### The records

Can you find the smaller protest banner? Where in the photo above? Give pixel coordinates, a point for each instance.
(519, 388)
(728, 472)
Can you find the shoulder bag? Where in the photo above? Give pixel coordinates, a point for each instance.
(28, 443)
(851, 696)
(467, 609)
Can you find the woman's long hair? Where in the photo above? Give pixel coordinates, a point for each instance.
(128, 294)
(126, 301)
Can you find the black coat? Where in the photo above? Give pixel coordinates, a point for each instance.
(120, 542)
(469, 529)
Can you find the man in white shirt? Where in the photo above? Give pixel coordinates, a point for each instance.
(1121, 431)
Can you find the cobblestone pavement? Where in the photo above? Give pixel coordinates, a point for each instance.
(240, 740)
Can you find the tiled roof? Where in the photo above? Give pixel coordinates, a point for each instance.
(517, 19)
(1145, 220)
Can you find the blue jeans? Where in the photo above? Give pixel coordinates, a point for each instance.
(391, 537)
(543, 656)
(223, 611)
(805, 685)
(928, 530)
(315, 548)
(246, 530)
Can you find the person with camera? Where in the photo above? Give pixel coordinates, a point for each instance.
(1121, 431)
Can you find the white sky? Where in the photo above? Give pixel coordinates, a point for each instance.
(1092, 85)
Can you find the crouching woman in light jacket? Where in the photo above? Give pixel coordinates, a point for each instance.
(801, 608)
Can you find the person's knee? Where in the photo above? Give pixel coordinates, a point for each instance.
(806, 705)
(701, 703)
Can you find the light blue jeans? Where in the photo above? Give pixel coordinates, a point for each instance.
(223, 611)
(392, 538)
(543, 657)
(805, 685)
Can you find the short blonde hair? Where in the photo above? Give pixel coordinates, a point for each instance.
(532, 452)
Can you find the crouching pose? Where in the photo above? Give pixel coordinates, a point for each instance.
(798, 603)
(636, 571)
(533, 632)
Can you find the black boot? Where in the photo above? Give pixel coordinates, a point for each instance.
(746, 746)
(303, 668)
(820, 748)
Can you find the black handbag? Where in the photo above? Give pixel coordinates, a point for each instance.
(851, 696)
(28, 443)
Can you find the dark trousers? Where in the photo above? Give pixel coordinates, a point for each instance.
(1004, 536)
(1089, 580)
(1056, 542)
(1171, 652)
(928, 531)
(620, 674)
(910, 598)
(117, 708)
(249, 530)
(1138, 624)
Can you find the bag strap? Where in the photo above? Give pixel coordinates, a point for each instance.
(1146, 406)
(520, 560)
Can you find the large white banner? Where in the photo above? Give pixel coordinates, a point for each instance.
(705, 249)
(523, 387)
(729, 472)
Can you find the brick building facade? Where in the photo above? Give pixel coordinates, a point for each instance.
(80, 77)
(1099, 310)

* * *

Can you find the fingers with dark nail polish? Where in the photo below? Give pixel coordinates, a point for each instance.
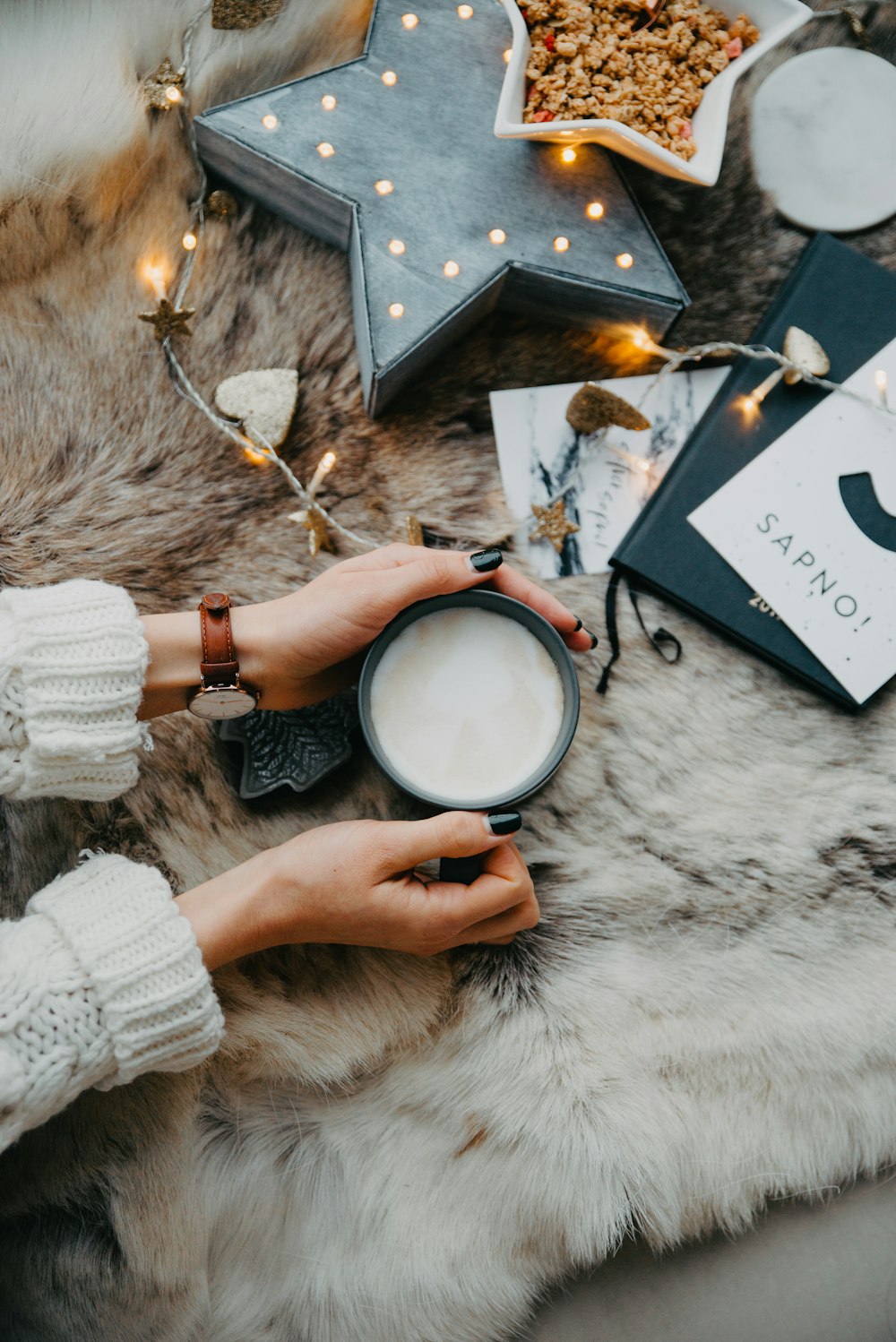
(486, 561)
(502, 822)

### Exercise aim
Scale the listing above, starting with the line containing "Can you find the black handbag?" and continuing through the line containing "(1099, 310)": repeat each of those lines, requests included, but multiply every pixel coordinate in the answers by 1.5 and round to whole numbers, with halves rounded up.

### Full response
Can you find the black handbag? Where in the photo above? Give pixel coordinates, a point for each instance.
(1277, 1044)
(42, 665)
Can you find the dark trousers? Where in the photo above? Give pixel coordinates, a point for each instance.
(1506, 804)
(1634, 870)
(1584, 813)
(1757, 978)
(1392, 797)
(930, 1011)
(1365, 897)
(176, 1062)
(374, 795)
(1707, 936)
Can you find the bag strap? Where in the photo above? Give pixel coordinates, a point for each instance.
(1719, 609)
(780, 840)
Can you find the large white banner? Where in the photo above? Give pixel coordinates, a point for each instance.
(1058, 374)
(785, 581)
(1094, 708)
Can you find the brick building facade? Where in the photo above? Give pixel coordinates, a point for each instance.
(120, 116)
(1649, 465)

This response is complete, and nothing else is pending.